What needs to be done: From the material below, pull out every line that contains the word "clicks".

Raw data:
BEGIN

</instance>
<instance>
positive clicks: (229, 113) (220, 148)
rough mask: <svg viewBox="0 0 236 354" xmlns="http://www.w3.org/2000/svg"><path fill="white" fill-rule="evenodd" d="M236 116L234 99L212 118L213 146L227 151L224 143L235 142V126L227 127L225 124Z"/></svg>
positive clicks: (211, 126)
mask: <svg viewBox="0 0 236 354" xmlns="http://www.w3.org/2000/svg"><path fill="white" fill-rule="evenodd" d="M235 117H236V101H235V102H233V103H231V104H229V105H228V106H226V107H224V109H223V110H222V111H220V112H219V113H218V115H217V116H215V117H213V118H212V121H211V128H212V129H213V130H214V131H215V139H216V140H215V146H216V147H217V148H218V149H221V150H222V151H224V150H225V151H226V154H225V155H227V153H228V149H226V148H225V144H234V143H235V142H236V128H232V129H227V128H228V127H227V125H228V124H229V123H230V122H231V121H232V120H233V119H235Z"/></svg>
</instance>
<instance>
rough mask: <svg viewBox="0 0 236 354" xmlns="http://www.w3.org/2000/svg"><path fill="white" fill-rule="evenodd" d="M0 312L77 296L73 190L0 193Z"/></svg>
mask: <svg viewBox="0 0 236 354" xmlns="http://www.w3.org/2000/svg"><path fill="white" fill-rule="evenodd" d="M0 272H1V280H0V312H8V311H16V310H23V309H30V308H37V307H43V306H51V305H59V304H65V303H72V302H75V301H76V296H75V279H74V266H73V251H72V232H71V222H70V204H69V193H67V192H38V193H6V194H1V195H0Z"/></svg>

END

Reply:
positive clicks: (229, 113) (220, 148)
positive clicks: (211, 126)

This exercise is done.